### REQUIREMENTS
Extract exactly the range of lines bounded by the line containing "Find the tree" and the final line of the listing, both ends included, and no other lines.

### DATASET EXCERPTS
======

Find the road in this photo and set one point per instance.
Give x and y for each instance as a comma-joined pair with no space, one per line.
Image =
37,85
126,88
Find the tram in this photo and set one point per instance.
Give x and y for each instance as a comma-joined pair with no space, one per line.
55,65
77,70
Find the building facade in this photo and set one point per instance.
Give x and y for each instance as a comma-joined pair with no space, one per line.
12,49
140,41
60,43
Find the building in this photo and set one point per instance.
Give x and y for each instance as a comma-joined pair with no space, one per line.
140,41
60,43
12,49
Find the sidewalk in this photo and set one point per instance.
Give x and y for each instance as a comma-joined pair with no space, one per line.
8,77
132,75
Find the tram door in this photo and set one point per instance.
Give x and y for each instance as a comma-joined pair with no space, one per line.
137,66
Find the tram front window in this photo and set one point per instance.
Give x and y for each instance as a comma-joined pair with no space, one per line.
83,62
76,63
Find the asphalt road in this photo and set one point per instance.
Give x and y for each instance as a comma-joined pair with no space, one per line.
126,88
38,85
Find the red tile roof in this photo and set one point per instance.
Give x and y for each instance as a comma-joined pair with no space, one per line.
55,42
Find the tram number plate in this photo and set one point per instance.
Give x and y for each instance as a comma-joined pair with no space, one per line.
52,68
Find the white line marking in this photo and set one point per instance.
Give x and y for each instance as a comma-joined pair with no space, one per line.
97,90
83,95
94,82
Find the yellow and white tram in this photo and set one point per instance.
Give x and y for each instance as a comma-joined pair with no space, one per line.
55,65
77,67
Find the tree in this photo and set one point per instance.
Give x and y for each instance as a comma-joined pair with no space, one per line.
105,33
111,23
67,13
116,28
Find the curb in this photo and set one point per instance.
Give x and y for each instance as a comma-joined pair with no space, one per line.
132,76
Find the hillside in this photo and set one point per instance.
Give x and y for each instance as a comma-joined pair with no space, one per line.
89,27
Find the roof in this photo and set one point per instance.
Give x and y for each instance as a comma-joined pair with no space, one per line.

======

### OUTPUT OF THE EXERCISE
Find the tree in this photo and set one point per instance.
Give x and y for each instance as a comma-joined pair with no space, one per line.
105,33
111,23
67,13
116,28
Find the curb in this photo and set one point per instance.
Give x and y for each instance as a comma-joined pair with no space, one per line.
132,76
Find the hillside in this photo and set one point per instance.
Give x and y for each instance as a comma-joined pair with no space, one per line.
89,27
Find the roof in this photo and set one point per instance.
Give x and y for each instance as a comma-joined pair with no space, one per line.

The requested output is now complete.